= WHAT YOU NEED TO DO =
Could you rewrite all of these entries, changing "thickest part" to "widest part" everywhere it occurs and keeping everything else the same? Leave the pictures out of your answer.

(Pointing entries)
※ ※ ※

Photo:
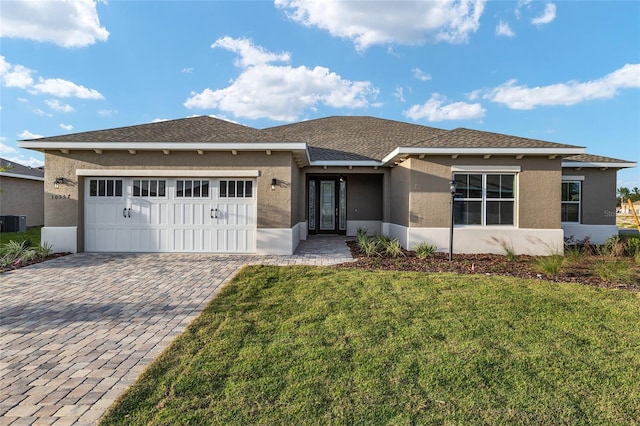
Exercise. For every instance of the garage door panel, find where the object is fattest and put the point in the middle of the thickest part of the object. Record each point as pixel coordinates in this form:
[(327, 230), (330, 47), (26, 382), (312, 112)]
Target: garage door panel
[(159, 219)]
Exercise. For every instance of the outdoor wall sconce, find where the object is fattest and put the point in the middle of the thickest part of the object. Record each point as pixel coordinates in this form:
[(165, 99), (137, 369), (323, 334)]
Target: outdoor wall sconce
[(452, 189)]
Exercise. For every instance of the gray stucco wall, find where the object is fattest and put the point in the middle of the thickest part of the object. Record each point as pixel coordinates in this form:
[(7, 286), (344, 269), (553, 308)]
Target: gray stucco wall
[(598, 204), (22, 197), (426, 185)]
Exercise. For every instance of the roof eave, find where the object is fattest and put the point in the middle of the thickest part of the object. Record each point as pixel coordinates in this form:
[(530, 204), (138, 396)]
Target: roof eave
[(599, 164), (407, 151)]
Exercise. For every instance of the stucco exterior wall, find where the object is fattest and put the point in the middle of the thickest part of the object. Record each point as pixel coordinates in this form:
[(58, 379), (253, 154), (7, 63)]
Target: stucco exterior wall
[(22, 197), (64, 206), (598, 204), (399, 194), (364, 197), (538, 189)]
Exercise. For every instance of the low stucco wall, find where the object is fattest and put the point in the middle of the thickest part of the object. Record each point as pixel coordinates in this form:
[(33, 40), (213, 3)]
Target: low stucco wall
[(22, 197)]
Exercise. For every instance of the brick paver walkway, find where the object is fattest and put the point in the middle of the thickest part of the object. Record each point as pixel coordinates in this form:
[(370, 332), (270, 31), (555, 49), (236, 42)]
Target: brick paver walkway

※ ※ ※

= ANSWER TO THE TASK =
Photo:
Exercise. For every instance of the garage door panel, find where the object is fattest and put the point in the middle of the widest part of the object. Record each point as pixel coordinates in this form:
[(327, 230), (330, 47), (26, 382), (312, 112)]
Target: garage door panel
[(159, 219)]
Exercise. For every instance of the outdoor wall sconce, find where the object is fattest and put the point in the middle of the widest part of the object. Record each point as pixel coordinates in this form:
[(165, 99), (137, 369), (323, 334)]
Target: outdoor wall sconce
[(452, 189)]
Exercise. For every instance of the gray stucco wall, find where the object is fattest and put the point in the middle of the widest part of the object. Record each point as pixel coordinates in this form:
[(7, 286), (344, 269), (553, 308)]
Target: gray stucco wall
[(598, 204), (22, 197), (426, 185)]
Exercise. For every instance of the roof eave, find where the object is fattest and put the point in the middle of the widest part of the object. Record each point as pixel coordinates in this form:
[(530, 204), (138, 396)]
Target: roof eave
[(599, 164), (407, 151)]
Exercise. For every instance of the stucco exterior wall, find where the object is fattest and put the point in the middle of the widest part of the object. Record each point as pixel coordinates in this form:
[(58, 379), (253, 154), (7, 63)]
Target: stucco exterior wall
[(22, 197), (64, 206), (598, 204), (399, 194), (364, 197), (538, 189)]
Exercise. For every instance of the low stucco wall, find where the object is fattest and put the point in the middle of the widest part of the object. Record each point as pixel coordinates in this form:
[(33, 40), (213, 3)]
Target: low stucco wall
[(22, 197)]
Exercise. For every instance of the brick paver walkway, find where the object is fattest and put the point in the middle of the widest part of the object. Record each point as pixel coordinates in this form:
[(370, 332), (270, 31), (555, 49), (236, 42)]
Target: brick paver walkway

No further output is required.